Find every line in the items below that contains the string "surface", treating uppercase and lowercase as different, and copy each of those lines.

>> Begin Raw data

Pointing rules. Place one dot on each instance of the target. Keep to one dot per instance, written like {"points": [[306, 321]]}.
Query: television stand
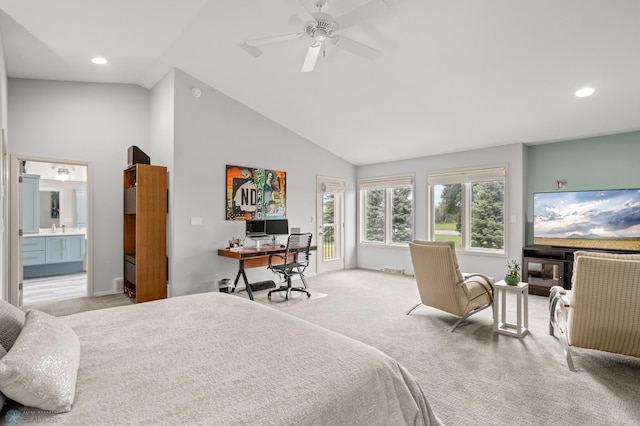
{"points": [[546, 266]]}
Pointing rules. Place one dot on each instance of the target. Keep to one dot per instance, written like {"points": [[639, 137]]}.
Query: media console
{"points": [[546, 266]]}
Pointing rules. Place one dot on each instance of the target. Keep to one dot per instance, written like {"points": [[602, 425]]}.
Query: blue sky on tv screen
{"points": [[587, 214]]}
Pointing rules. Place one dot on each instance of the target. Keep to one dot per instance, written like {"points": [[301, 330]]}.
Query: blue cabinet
{"points": [[65, 249], [30, 204], [81, 207], [33, 251]]}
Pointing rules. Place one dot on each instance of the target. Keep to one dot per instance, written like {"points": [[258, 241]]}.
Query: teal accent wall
{"points": [[604, 162]]}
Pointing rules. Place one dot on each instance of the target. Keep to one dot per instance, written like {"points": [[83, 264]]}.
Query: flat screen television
{"points": [[255, 228], [605, 219], [277, 227]]}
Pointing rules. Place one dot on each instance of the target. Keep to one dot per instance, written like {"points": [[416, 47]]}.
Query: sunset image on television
{"points": [[607, 219]]}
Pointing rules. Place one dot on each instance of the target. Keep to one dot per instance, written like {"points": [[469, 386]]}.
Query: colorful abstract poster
{"points": [[255, 193]]}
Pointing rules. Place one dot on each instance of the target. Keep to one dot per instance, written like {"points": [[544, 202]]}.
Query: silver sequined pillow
{"points": [[11, 321], [41, 368]]}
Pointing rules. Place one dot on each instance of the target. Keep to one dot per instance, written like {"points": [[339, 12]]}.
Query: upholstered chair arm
{"points": [[485, 281], [559, 302]]}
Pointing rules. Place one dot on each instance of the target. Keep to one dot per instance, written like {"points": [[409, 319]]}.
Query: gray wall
{"points": [[512, 155], [85, 122], [605, 162], [195, 138], [210, 132], [4, 245]]}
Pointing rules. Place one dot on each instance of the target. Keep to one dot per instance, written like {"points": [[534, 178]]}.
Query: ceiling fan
{"points": [[320, 27]]}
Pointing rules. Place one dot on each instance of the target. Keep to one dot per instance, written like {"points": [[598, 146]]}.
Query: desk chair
{"points": [[294, 261]]}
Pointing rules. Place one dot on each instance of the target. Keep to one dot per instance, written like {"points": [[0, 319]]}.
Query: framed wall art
{"points": [[255, 193]]}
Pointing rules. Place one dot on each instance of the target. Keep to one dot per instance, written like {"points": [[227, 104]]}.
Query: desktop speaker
{"points": [[136, 156]]}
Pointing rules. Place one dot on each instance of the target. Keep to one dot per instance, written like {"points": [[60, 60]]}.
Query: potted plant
{"points": [[512, 276]]}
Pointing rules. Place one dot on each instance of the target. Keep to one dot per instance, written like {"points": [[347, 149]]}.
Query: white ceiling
{"points": [[451, 76]]}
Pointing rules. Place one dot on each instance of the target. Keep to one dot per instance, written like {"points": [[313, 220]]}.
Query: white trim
{"points": [[386, 183], [15, 251], [464, 177]]}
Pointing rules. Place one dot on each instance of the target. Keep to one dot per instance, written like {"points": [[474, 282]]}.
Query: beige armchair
{"points": [[602, 309], [441, 284]]}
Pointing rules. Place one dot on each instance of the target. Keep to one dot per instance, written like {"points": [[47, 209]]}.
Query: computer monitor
{"points": [[255, 228], [277, 227]]}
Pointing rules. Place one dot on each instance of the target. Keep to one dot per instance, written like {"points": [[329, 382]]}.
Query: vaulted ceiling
{"points": [[450, 75]]}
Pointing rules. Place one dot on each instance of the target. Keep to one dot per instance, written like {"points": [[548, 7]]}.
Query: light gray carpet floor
{"points": [[471, 376], [79, 304]]}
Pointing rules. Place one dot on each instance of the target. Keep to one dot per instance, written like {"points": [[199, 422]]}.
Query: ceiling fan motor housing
{"points": [[323, 27]]}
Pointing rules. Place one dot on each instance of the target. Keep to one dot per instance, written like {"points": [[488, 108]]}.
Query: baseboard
{"points": [[117, 289], [106, 293]]}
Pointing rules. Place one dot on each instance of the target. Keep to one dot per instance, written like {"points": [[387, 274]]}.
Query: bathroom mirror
{"points": [[49, 209]]}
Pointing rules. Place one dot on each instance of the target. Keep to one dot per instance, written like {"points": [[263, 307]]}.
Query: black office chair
{"points": [[294, 261]]}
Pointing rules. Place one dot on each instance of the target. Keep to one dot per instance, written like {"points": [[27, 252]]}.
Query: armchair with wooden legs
{"points": [[441, 284]]}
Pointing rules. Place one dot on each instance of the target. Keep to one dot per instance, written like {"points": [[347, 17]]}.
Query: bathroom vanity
{"points": [[53, 253]]}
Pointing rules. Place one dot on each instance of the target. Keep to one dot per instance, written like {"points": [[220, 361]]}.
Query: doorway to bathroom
{"points": [[50, 235]]}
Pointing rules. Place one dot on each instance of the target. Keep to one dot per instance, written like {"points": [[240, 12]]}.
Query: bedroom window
{"points": [[386, 210], [468, 207]]}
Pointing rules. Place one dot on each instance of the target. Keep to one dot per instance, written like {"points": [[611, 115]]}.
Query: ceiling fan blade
{"points": [[300, 9], [362, 12], [273, 39], [252, 50], [356, 47], [311, 58]]}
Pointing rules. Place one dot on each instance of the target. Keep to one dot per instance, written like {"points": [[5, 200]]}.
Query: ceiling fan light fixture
{"points": [[99, 60], [585, 92]]}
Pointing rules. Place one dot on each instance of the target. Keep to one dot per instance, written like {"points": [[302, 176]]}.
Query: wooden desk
{"points": [[250, 257]]}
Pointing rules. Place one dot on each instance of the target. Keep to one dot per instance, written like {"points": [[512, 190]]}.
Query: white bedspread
{"points": [[218, 359]]}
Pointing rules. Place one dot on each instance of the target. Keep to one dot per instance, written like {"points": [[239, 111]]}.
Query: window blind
{"points": [[466, 176], [333, 187], [386, 182]]}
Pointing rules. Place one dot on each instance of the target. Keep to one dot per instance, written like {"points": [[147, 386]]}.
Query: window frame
{"points": [[388, 184], [466, 177]]}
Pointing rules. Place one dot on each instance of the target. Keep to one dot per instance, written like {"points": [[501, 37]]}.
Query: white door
{"points": [[15, 289], [330, 223]]}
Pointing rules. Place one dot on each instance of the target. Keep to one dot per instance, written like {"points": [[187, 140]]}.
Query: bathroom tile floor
{"points": [[47, 289]]}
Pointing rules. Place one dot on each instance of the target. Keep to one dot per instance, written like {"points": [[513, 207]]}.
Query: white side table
{"points": [[500, 324]]}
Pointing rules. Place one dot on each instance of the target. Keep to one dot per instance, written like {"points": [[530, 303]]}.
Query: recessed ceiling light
{"points": [[585, 91], [99, 61]]}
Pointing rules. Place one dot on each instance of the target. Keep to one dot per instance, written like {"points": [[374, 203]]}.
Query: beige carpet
{"points": [[80, 304], [278, 300], [471, 376], [474, 376]]}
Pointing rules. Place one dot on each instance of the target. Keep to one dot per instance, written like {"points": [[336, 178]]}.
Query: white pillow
{"points": [[41, 368], [11, 321]]}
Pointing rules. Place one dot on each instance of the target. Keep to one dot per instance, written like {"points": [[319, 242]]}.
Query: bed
{"points": [[219, 359]]}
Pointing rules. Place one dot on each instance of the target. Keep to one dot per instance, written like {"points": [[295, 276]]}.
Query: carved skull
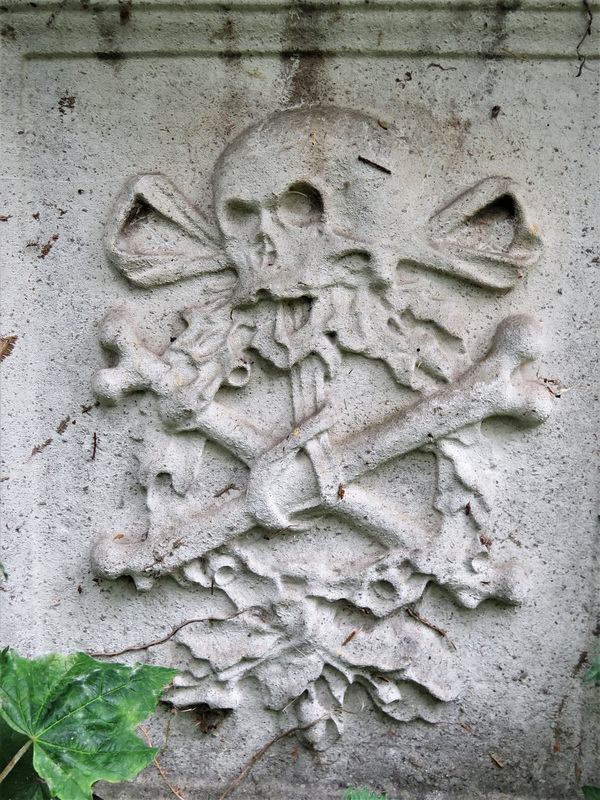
{"points": [[286, 195]]}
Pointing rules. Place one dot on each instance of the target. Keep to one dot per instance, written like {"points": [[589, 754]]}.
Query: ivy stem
{"points": [[14, 760]]}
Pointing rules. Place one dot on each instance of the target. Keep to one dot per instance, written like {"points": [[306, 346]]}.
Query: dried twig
{"points": [[263, 750], [7, 344], [38, 448], [460, 724], [433, 627], [162, 772], [439, 66], [226, 489], [375, 164], [168, 635], [515, 55]]}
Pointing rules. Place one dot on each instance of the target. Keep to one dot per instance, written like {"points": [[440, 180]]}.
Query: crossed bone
{"points": [[492, 387]]}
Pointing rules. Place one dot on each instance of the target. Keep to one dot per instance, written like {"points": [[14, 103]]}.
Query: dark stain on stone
{"points": [[303, 37], [110, 55], [226, 32], [66, 102], [125, 12]]}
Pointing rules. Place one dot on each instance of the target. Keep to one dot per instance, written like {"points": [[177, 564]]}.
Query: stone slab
{"points": [[201, 274]]}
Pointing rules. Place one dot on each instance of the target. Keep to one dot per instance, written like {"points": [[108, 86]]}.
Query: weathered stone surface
{"points": [[306, 318]]}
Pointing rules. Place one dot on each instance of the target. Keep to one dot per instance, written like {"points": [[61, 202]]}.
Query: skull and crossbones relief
{"points": [[320, 369]]}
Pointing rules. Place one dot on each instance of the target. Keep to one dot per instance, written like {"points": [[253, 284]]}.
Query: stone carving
{"points": [[299, 416]]}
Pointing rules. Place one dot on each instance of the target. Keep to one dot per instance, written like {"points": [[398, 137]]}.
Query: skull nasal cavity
{"points": [[300, 205]]}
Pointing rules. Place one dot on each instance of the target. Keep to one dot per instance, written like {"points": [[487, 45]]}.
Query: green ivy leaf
{"points": [[363, 794], [21, 783], [593, 673], [79, 714], [591, 792]]}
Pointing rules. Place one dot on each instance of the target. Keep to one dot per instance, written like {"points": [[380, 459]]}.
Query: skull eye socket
{"points": [[241, 217], [300, 205]]}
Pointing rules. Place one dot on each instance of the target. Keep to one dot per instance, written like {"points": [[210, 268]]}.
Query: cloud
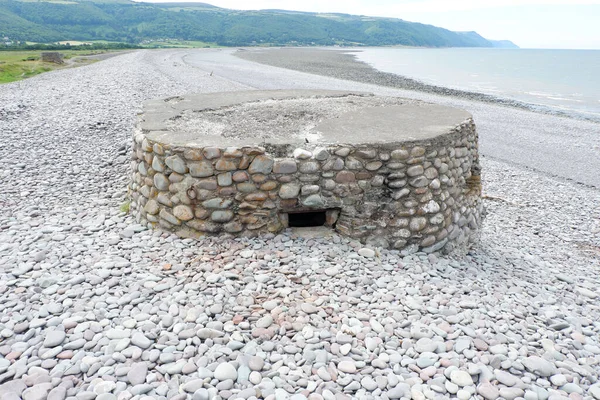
{"points": [[463, 5]]}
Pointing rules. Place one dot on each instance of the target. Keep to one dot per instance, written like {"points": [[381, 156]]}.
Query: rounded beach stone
{"points": [[225, 371]]}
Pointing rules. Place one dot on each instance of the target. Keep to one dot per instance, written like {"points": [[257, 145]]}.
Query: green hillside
{"points": [[126, 21]]}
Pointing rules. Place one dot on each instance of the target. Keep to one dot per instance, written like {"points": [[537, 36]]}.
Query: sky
{"points": [[562, 24]]}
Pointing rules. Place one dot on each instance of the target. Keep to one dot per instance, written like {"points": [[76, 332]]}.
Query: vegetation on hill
{"points": [[130, 22]]}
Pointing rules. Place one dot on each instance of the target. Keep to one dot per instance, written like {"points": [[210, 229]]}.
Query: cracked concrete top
{"points": [[297, 117]]}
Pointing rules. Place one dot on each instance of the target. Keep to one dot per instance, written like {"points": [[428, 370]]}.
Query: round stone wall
{"points": [[386, 171]]}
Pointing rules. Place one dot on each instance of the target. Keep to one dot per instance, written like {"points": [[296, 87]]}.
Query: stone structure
{"points": [[53, 57], [387, 171]]}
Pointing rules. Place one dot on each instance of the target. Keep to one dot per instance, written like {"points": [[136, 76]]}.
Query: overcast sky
{"points": [[528, 23]]}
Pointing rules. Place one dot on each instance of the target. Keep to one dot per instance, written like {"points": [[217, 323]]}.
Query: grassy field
{"points": [[17, 65]]}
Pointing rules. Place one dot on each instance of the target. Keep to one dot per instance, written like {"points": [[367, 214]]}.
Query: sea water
{"points": [[562, 80]]}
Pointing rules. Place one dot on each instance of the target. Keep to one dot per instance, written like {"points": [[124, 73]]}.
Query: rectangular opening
{"points": [[306, 219]]}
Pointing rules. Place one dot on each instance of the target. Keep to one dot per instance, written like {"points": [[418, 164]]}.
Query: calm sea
{"points": [[565, 80]]}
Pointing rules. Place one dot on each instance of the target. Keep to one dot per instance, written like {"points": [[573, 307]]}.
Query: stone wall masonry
{"points": [[424, 193]]}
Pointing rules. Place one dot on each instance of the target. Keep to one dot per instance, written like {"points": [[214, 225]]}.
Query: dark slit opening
{"points": [[307, 219]]}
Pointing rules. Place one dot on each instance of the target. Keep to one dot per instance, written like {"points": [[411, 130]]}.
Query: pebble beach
{"points": [[95, 306]]}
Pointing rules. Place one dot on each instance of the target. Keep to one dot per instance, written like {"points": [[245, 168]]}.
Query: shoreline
{"points": [[93, 302], [343, 64]]}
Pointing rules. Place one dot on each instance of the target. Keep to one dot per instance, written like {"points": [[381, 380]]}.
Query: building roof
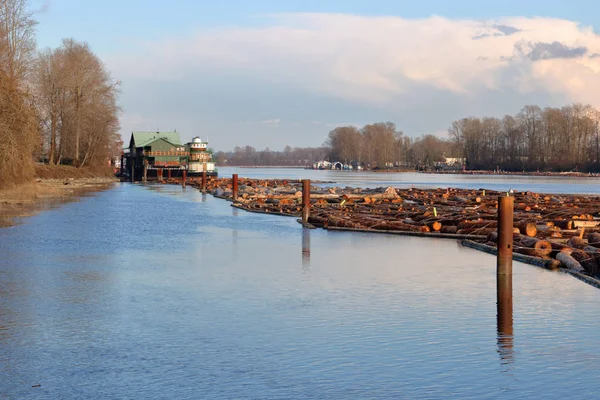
{"points": [[141, 139]]}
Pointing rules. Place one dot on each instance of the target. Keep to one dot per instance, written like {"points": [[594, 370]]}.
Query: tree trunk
{"points": [[52, 138]]}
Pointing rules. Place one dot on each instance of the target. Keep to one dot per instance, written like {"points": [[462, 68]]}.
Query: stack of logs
{"points": [[565, 228]]}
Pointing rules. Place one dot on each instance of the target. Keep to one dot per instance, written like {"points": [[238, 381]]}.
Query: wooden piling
{"points": [[505, 235], [235, 186], [305, 199], [504, 316]]}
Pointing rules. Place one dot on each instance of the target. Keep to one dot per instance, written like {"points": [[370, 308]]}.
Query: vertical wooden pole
{"points": [[305, 199], [504, 295], [235, 186], [505, 233], [305, 247], [505, 317]]}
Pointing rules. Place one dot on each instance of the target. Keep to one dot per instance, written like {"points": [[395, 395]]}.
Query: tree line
{"points": [[58, 106], [558, 139]]}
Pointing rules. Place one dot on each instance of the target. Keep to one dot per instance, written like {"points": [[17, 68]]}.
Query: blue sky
{"points": [[239, 72]]}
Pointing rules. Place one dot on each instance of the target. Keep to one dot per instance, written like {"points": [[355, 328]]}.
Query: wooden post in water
{"points": [[505, 235], [504, 278], [505, 317], [305, 199], [234, 186]]}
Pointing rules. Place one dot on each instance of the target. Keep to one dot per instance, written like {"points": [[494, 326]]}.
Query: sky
{"points": [[270, 73]]}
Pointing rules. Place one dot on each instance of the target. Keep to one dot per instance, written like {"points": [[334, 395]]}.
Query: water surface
{"points": [[152, 292], [367, 179]]}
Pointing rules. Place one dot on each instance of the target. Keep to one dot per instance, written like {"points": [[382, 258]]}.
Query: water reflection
{"points": [[305, 248], [505, 319]]}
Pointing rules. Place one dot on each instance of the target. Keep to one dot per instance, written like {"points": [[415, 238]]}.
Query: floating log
{"points": [[587, 261], [527, 228], [569, 262], [540, 247]]}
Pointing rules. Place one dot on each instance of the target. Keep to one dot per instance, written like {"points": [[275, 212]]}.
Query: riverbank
{"points": [[53, 186]]}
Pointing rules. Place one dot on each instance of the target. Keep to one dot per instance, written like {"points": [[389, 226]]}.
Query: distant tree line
{"points": [[549, 139], [557, 139], [58, 106], [381, 145], [249, 156]]}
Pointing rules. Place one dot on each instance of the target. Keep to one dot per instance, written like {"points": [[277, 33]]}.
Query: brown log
{"points": [[594, 239], [477, 224], [540, 247], [577, 242], [435, 226], [587, 261], [563, 223], [448, 229], [527, 228], [569, 262]]}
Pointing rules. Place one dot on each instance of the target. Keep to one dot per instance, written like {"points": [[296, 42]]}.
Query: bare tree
{"points": [[17, 30]]}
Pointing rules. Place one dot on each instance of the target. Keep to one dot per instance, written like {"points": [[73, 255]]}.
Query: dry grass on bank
{"points": [[43, 171], [54, 185]]}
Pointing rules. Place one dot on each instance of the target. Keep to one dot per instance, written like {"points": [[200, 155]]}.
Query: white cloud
{"points": [[271, 122], [376, 59], [385, 63]]}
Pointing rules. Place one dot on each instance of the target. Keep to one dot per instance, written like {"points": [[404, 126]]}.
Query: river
{"points": [[160, 292]]}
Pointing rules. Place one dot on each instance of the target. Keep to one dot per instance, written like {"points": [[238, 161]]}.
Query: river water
{"points": [[366, 179], [159, 292]]}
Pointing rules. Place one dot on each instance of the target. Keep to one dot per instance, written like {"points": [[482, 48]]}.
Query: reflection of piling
{"points": [[235, 186], [305, 247], [504, 278], [505, 317], [505, 235], [305, 199]]}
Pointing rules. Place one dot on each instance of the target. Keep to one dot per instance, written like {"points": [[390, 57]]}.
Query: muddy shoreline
{"points": [[28, 199]]}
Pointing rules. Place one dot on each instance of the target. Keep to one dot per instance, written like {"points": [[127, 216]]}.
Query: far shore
{"points": [[441, 172]]}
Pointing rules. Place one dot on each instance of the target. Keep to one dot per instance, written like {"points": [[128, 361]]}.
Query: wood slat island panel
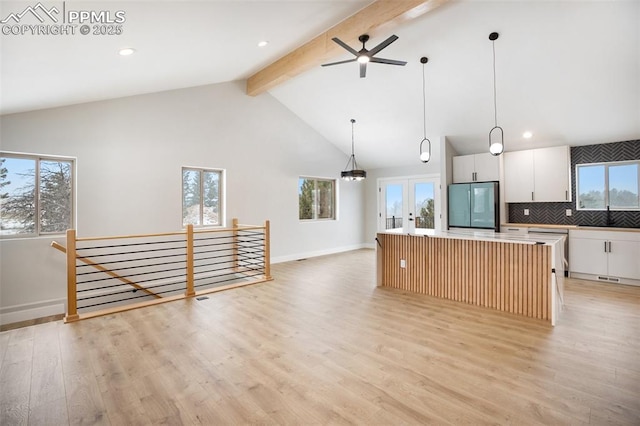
{"points": [[506, 276]]}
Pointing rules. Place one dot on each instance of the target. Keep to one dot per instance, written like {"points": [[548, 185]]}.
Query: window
{"points": [[36, 195], [316, 198], [608, 184], [202, 195]]}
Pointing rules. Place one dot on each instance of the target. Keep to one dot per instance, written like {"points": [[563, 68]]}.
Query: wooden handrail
{"points": [[167, 234], [185, 240], [106, 271]]}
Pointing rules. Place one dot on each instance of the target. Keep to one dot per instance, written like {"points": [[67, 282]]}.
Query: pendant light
{"points": [[354, 173], [496, 134], [425, 156]]}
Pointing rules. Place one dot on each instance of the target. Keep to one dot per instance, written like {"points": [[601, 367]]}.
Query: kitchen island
{"points": [[520, 274]]}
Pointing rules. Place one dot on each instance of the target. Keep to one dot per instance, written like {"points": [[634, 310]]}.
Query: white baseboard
{"points": [[335, 250], [29, 311]]}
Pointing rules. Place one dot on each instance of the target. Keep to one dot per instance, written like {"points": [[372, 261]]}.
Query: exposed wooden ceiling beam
{"points": [[379, 14]]}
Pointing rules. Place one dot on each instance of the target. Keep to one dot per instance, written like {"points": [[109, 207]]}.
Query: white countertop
{"points": [[580, 227], [487, 236]]}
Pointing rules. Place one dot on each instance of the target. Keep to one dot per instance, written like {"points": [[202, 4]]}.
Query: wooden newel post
{"points": [[234, 251], [267, 251], [72, 302], [190, 274]]}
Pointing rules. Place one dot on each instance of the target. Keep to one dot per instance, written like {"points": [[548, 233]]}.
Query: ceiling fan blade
{"points": [[387, 61], [339, 62], [383, 45], [345, 46]]}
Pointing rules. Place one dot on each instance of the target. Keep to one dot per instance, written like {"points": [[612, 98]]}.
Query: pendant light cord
{"points": [[424, 104], [352, 159], [495, 101]]}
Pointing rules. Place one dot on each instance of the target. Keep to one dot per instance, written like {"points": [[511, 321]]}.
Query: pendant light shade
{"points": [[496, 134], [351, 171], [425, 144]]}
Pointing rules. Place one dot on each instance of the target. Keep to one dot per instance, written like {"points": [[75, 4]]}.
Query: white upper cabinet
{"points": [[552, 174], [518, 176], [541, 175], [476, 168]]}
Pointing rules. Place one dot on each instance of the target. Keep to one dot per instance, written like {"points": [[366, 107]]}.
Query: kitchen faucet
{"points": [[609, 220]]}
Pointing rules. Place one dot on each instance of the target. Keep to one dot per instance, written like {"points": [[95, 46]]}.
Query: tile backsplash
{"points": [[555, 213]]}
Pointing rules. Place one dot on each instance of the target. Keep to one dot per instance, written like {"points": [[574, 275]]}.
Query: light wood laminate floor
{"points": [[322, 345]]}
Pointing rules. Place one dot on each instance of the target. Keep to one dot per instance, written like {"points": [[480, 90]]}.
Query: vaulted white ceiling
{"points": [[567, 71]]}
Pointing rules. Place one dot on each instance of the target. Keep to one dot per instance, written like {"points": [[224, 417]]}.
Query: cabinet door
{"points": [[463, 168], [487, 167], [587, 256], [551, 174], [518, 176], [623, 259]]}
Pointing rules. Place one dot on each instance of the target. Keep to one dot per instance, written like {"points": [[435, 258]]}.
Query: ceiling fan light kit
{"points": [[496, 134], [353, 173], [425, 154], [364, 56]]}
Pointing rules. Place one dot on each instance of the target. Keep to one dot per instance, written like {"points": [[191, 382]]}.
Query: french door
{"points": [[409, 205]]}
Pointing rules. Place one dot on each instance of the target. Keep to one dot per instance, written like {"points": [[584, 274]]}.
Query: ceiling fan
{"points": [[364, 56]]}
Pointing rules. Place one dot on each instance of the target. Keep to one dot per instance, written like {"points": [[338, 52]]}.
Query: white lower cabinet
{"points": [[610, 256]]}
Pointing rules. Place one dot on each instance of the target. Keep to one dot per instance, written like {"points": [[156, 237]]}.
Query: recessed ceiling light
{"points": [[126, 51]]}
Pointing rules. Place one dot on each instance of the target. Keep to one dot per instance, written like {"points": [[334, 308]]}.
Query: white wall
{"points": [[129, 156], [371, 201]]}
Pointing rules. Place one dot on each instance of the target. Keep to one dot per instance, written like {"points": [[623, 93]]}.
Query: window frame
{"points": [[221, 195], [606, 165], [315, 205], [38, 158]]}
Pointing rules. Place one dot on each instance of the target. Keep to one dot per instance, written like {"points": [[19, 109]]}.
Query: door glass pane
{"points": [[17, 196], [425, 205], [591, 188], [211, 193], [393, 206], [483, 206], [460, 205], [623, 186], [190, 197], [55, 196]]}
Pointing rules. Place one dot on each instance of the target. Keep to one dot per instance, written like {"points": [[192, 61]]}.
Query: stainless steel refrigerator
{"points": [[474, 205]]}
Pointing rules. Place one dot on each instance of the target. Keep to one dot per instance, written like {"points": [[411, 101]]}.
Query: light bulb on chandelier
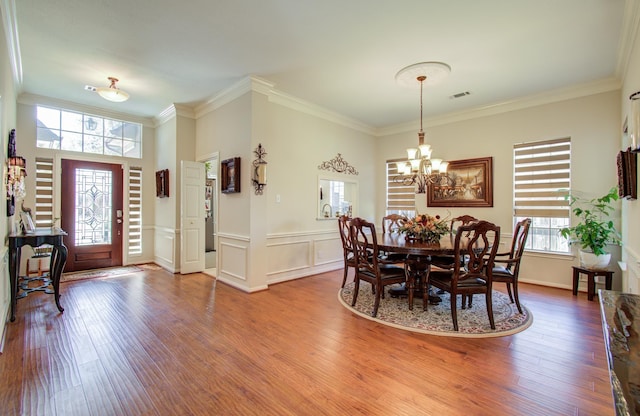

>> End Raw data

→ Expected output:
Query: weathered stone surface
Query: water surface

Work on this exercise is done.